[BEGIN LISTING]

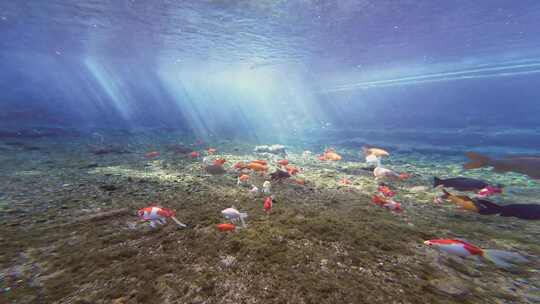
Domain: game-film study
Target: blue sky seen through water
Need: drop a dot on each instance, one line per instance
(271, 66)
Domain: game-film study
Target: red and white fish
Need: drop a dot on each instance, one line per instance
(268, 202)
(386, 191)
(226, 227)
(158, 215)
(463, 249)
(387, 203)
(152, 154)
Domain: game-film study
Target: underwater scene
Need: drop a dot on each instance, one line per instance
(269, 151)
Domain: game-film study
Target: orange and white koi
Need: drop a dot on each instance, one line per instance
(243, 179)
(158, 215)
(385, 190)
(292, 170)
(283, 162)
(226, 227)
(268, 202)
(152, 154)
(463, 249)
(220, 161)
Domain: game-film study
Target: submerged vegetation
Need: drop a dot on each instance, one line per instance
(71, 233)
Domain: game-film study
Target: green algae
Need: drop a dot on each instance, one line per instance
(321, 244)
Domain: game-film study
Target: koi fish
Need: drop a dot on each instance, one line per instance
(234, 215)
(243, 178)
(387, 203)
(501, 258)
(257, 167)
(268, 202)
(260, 162)
(463, 201)
(267, 187)
(283, 162)
(489, 191)
(292, 170)
(158, 215)
(330, 155)
(461, 183)
(254, 190)
(220, 161)
(152, 154)
(385, 190)
(240, 165)
(226, 227)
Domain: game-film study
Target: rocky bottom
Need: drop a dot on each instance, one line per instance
(70, 232)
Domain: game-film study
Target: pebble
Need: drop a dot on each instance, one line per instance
(228, 261)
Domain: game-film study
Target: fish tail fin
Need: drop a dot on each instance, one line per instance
(436, 181)
(446, 194)
(503, 259)
(476, 160)
(486, 207)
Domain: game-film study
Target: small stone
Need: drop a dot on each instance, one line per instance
(450, 286)
(228, 261)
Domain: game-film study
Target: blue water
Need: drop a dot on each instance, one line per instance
(283, 67)
(102, 102)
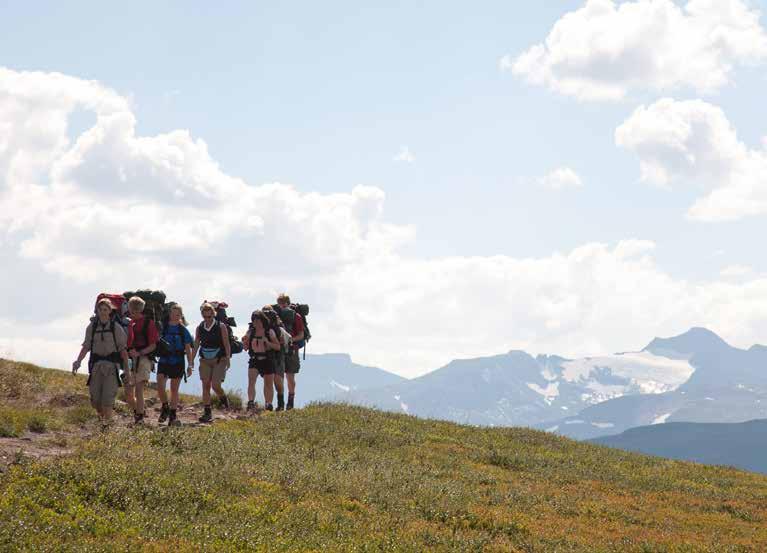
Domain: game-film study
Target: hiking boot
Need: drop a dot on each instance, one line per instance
(207, 416)
(164, 412)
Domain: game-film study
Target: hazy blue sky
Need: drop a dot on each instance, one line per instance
(323, 96)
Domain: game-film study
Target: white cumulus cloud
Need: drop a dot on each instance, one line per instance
(112, 210)
(693, 141)
(606, 49)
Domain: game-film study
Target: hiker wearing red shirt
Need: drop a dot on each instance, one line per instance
(294, 323)
(142, 341)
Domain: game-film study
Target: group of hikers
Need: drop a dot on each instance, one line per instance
(126, 355)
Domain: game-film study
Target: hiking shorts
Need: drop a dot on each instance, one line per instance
(293, 362)
(103, 384)
(279, 365)
(213, 370)
(263, 365)
(171, 370)
(140, 371)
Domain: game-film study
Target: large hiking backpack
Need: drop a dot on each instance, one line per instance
(115, 357)
(155, 309)
(288, 316)
(235, 344)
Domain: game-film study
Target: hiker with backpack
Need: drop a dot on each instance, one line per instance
(213, 344)
(261, 343)
(106, 342)
(294, 324)
(143, 337)
(171, 365)
(284, 338)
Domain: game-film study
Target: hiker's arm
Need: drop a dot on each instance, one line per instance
(300, 334)
(153, 338)
(189, 355)
(147, 350)
(225, 340)
(80, 357)
(273, 342)
(196, 346)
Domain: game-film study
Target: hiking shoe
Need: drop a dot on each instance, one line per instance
(164, 412)
(207, 416)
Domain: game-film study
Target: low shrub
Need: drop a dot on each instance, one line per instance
(235, 399)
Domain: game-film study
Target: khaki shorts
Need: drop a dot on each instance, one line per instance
(213, 370)
(293, 362)
(139, 372)
(103, 384)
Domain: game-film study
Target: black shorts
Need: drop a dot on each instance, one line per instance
(171, 370)
(262, 363)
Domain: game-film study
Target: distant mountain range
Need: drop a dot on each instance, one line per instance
(694, 377)
(728, 385)
(739, 445)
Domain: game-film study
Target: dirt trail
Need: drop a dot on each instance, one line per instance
(53, 444)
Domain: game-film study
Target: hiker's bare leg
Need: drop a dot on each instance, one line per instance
(130, 397)
(175, 384)
(218, 389)
(161, 394)
(268, 388)
(206, 392)
(252, 378)
(140, 397)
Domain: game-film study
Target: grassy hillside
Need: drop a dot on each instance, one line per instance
(333, 477)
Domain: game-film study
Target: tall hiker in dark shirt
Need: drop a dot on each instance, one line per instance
(171, 366)
(212, 341)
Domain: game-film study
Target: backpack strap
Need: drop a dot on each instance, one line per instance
(114, 336)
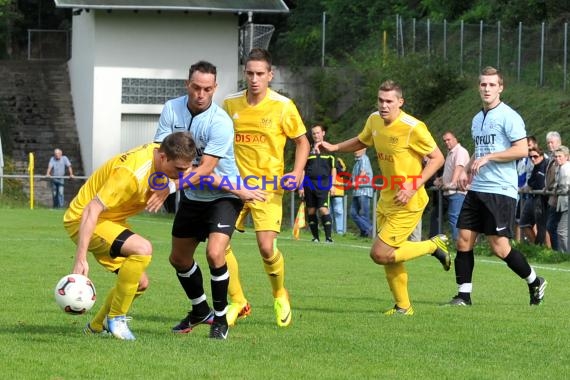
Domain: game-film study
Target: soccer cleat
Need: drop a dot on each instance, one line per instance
(88, 330)
(282, 309)
(190, 321)
(458, 301)
(219, 330)
(237, 311)
(399, 311)
(537, 292)
(118, 327)
(442, 251)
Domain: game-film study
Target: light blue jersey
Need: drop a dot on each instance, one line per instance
(213, 133)
(495, 131)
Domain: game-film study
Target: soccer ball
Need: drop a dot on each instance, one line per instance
(75, 294)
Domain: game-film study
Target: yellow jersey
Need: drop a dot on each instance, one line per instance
(260, 134)
(121, 184)
(400, 149)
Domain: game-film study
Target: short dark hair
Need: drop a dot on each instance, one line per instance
(203, 67)
(391, 85)
(179, 145)
(259, 54)
(490, 70)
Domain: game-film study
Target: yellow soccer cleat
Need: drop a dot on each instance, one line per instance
(399, 311)
(282, 311)
(237, 311)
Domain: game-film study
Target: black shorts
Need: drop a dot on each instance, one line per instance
(490, 214)
(198, 219)
(316, 198)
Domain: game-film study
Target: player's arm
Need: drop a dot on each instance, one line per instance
(89, 219)
(409, 189)
(302, 149)
(517, 150)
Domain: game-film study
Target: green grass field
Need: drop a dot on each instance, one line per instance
(338, 330)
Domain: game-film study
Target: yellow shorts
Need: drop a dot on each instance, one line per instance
(106, 232)
(266, 215)
(394, 229)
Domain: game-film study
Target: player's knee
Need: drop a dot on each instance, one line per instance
(380, 258)
(144, 248)
(144, 283)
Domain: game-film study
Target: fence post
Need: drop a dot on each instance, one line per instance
(444, 40)
(541, 81)
(324, 39)
(461, 48)
(519, 52)
(565, 64)
(498, 44)
(31, 173)
(480, 45)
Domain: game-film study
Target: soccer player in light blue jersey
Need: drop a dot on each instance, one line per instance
(208, 209)
(489, 207)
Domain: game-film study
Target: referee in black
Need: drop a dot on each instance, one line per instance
(319, 173)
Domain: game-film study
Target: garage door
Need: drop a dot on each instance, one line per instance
(137, 129)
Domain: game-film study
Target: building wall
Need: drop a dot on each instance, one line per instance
(125, 44)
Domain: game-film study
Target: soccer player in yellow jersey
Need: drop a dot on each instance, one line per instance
(96, 221)
(263, 121)
(401, 141)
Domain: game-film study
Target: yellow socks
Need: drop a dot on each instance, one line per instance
(235, 291)
(127, 284)
(398, 281)
(275, 269)
(412, 249)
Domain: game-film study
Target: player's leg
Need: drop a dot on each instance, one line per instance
(326, 218)
(501, 214)
(471, 221)
(267, 220)
(188, 231)
(220, 216)
(312, 218)
(239, 307)
(138, 254)
(394, 232)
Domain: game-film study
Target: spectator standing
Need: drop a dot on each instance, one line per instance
(56, 168)
(337, 197)
(455, 163)
(317, 186)
(489, 207)
(362, 195)
(553, 142)
(533, 214)
(561, 198)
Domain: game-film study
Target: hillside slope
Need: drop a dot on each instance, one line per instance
(542, 110)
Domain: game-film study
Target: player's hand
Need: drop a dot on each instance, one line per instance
(324, 146)
(247, 195)
(81, 266)
(478, 164)
(156, 200)
(463, 181)
(404, 195)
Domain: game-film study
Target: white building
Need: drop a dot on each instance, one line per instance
(130, 56)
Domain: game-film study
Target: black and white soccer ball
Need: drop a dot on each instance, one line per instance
(75, 294)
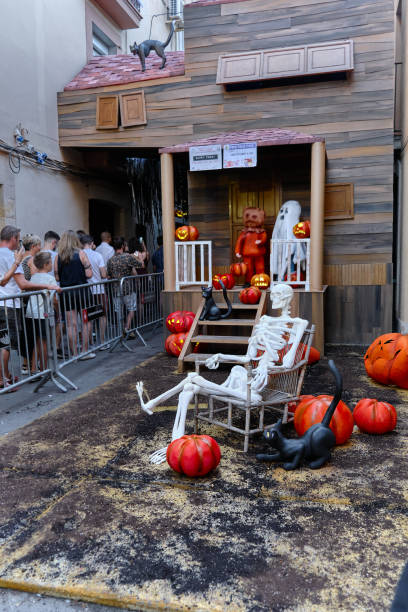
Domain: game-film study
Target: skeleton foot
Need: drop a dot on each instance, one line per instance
(140, 390)
(158, 456)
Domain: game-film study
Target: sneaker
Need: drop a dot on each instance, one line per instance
(88, 356)
(4, 385)
(35, 379)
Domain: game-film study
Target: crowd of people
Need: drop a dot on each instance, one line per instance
(55, 264)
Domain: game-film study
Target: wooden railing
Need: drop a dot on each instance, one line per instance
(193, 263)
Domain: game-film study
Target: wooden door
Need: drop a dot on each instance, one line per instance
(263, 195)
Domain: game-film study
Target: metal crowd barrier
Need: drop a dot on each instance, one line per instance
(42, 332)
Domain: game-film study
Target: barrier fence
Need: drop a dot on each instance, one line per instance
(42, 332)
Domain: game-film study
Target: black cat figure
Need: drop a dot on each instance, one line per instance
(314, 447)
(211, 312)
(144, 49)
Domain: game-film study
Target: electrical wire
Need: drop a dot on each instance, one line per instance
(19, 154)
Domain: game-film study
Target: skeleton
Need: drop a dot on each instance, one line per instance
(288, 216)
(270, 335)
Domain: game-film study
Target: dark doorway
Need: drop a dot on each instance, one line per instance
(101, 218)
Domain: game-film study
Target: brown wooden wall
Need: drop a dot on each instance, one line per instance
(355, 116)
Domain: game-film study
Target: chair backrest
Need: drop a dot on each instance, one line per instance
(290, 380)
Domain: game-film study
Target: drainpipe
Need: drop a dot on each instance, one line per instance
(402, 278)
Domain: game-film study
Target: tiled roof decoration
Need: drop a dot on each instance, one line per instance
(263, 138)
(119, 69)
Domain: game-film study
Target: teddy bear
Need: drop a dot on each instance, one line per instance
(251, 243)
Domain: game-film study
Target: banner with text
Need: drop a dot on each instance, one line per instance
(240, 155)
(207, 157)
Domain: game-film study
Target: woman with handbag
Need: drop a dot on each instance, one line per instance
(72, 268)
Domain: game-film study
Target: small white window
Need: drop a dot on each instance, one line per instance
(102, 44)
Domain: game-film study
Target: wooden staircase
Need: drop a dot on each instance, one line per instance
(225, 336)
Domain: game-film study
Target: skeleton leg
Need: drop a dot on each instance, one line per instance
(147, 406)
(179, 426)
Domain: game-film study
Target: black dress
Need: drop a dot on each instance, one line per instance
(72, 274)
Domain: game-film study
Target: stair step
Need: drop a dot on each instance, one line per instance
(221, 339)
(239, 306)
(192, 357)
(240, 322)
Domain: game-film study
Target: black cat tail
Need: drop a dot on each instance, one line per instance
(337, 397)
(170, 35)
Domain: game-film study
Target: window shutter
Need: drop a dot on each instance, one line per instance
(107, 112)
(133, 109)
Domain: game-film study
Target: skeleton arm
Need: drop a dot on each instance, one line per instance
(213, 362)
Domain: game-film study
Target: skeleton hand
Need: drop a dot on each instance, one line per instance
(140, 390)
(212, 362)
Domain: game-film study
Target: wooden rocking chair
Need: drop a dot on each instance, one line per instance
(284, 386)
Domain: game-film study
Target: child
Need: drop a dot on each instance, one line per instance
(35, 311)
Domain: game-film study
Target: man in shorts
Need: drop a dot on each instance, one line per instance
(121, 265)
(10, 309)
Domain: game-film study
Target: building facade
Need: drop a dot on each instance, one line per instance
(325, 69)
(43, 45)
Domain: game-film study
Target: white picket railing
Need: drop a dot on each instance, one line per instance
(193, 263)
(284, 258)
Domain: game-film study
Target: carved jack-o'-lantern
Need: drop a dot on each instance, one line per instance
(227, 279)
(250, 295)
(262, 281)
(386, 360)
(187, 233)
(302, 229)
(375, 417)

[END LISTING]

STATED TASK
From the material above, pull out every line containing the word "window" and copy each one. Case counts, so a line matches only where the letters are in the same case.

EXPECTED ANSWER
Target: small white window
Target: window shutter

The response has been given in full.